BEGIN DATA TO EXAMINE
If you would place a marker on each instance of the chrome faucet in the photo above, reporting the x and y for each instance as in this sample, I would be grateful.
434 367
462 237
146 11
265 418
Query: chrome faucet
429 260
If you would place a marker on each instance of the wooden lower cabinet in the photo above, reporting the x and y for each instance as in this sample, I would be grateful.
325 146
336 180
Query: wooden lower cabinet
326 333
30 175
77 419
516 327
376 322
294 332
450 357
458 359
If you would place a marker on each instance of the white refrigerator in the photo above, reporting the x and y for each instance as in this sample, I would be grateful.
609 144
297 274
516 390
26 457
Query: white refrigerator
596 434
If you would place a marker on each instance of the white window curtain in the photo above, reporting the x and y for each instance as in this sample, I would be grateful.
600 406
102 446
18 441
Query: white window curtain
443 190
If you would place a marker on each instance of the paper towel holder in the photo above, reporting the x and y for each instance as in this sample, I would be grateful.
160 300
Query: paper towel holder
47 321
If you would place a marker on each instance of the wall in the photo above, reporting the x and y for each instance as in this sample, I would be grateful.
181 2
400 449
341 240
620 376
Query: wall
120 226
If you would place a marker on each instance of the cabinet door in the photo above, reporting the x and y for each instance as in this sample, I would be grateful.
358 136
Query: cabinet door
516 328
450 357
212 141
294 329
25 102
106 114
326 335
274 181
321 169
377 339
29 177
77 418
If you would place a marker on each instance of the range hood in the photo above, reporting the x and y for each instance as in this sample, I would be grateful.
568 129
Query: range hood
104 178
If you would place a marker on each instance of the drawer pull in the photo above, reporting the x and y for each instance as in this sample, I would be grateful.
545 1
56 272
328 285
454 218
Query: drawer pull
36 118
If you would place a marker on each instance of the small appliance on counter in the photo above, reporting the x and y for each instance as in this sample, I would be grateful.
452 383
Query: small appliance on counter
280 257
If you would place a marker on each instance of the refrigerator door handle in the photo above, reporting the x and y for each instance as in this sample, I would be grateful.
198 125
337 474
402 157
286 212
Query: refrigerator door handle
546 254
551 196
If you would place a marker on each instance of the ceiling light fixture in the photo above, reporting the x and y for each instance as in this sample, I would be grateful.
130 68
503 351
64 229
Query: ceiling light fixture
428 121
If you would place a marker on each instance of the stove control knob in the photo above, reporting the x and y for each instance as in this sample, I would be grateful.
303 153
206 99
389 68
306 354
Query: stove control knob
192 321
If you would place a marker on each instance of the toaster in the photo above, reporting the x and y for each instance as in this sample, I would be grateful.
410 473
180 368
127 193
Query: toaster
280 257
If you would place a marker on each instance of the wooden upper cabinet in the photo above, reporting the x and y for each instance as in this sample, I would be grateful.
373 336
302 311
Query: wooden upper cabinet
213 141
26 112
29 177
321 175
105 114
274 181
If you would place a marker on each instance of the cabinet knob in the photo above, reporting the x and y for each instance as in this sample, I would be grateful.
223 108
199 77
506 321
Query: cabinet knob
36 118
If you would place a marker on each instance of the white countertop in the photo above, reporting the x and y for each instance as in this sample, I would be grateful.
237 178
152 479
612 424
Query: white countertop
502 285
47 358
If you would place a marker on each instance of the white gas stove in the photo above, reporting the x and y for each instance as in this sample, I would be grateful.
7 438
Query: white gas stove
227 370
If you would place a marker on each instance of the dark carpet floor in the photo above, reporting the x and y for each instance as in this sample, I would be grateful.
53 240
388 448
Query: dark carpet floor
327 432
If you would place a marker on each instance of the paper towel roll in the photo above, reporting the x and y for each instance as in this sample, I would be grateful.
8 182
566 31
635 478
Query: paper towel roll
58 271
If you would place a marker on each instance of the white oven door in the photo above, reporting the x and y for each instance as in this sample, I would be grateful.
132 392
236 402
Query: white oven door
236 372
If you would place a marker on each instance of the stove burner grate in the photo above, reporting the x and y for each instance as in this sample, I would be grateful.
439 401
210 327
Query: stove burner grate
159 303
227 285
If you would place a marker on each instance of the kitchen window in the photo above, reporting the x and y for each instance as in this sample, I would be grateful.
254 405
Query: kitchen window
END DATA TO EXAMINE
Could you copy out all of the records above exactly?

EXERCISE RESPONSE:
If you would place a marker on each instance of the chrome faucet in the photo above, reporting the x and y for each instance as in this sample, I would be grateful.
434 367
462 237
146 11
265 418
Query: chrome faucet
429 260
If you would place a marker on each instance of the wooden lower cabinet in the photo above, reporting the x and y for each instance as in this sample, I would be grateful.
325 146
336 180
Query: wooden lower cabinet
326 333
30 175
77 419
516 327
376 322
294 332
450 357
458 359
If you would place a marker on each instance of the white refrigerator in the photo above, reporting the x and y for each instance as in this sample, I would be grateful.
609 144
297 274
516 390
26 457
Query: white refrigerator
596 434
If you would place a marker on each instance of the white window curtain in the photo above, reporting the x and y for each instance as in this sample, I would be grateful.
600 406
102 446
18 441
Query: white window curtain
443 190
If you would place a marker on each instance of the paper towel holder in the photo above, reporting the x and y for each instance as in this sample, I would be grateful.
160 300
Query: paper towel holder
47 321
If you would place a marker on each instance of the wall in the photo above, reporting the x and y for each instance as in this sample, I would be grateful.
181 2
400 449
341 240
620 376
Query: wall
120 226
If you would place a marker on each instance of the cabinet door in the photo above, reporting the x and y for each instance as in this sample, I would be grateful.
358 136
Query: cabinet door
516 328
450 357
212 141
294 329
25 102
106 114
326 335
274 181
321 169
377 339
29 177
77 418
If you would place a marker on each instance of the range hood in the photo above, reporting the x and y for each instance as in this sample, I would be grateful.
568 129
Query: range hood
104 178
If you would place a marker on each instance of the drawer pull in the photo above, reporting the x and y for each instance as in this sample, I would be grateful.
545 1
56 272
328 285
454 218
Query: drawer pull
36 118
If you would place a marker on each instance of the small appliance on counter in the photo above, reporting the x and y for each instance as in this sample, I would be grateful.
452 383
Query: small appliance on counter
280 257
If you would place a marker on each instance of the refrigerator door handle in the photo above, reporting the x and y for each instance as in this sample, I would be grateful.
198 125
337 474
402 157
286 212
Query: refrigerator door handle
546 254
551 196
If you would place a marker on each instance of the ceiling light fixture in the photo above, reporting the x and y for each instance as in this sample, I would be grateful.
130 68
503 351
64 229
Query: ceiling light fixture
428 121
If you would place a marker on each instance of the stove control knob in the photo above, reporting the x and y for each instance as in this sample, I would be grateful.
303 153
206 99
389 68
306 354
Query: stove control knob
192 321
If you would place a marker on each instance of the toaster in the photo above, reporting the x and y for each instance as in this sample, I would be grateful.
410 473
180 368
127 193
Query: toaster
280 257
If you would place a marker on each instance of the wooden upper cabinet in the photo above, reporting the x and y for each instance as in this sample, I would be grateful.
373 336
302 311
Query: wooden upper cabinet
213 141
26 112
29 177
321 175
105 114
274 181
If you would place a marker on each instance of the cabinet knob in the photo above, reporting the x and y for each instance as in this sample, I would be grateful.
223 108
199 77
506 321
Query: cabinet knob
36 118
If you would place a marker on each instance of the white countertop in the photo above, reporting the x and y for each instance as in this sample, I would be grateful.
237 178
152 479
612 424
Query: white countertop
502 285
47 358
If you would place a marker on each instance of the white gas stove in the photo above, reporting the x and y for each instance as in this sample, I would be grateful.
7 438
Query: white gas stove
227 370
If you would place a marker on each instance of the dark carpet floor in the photo above, reporting the x and y for each instance as in this sample, I would be grateful.
53 240
388 448
Query: dark carpet floor
327 432
If you would place a marker on each instance of the paper towel roll in the photo above, reporting the x and y for each instance as in this sample, I would be grateful.
8 182
566 31
635 478
Query: paper towel roll
58 271
If you would place a marker on each instance of the white oven door in the photo above, reporting the x and y for each instance as in this sample, I would be grateful.
132 392
236 402
Query: white oven door
236 372
If you would place a marker on each instance of the stove burner grate in the photo above, reporting the x and y for each instance as in this sample, I would be grateful.
439 401
210 327
Query: stove burner grate
159 303
227 285
If you would place a marker on each instance of the kitchen window in the photo above, reporting the x and y for each instance as in this sample, I would be grateful.
254 405
Query: kitchen window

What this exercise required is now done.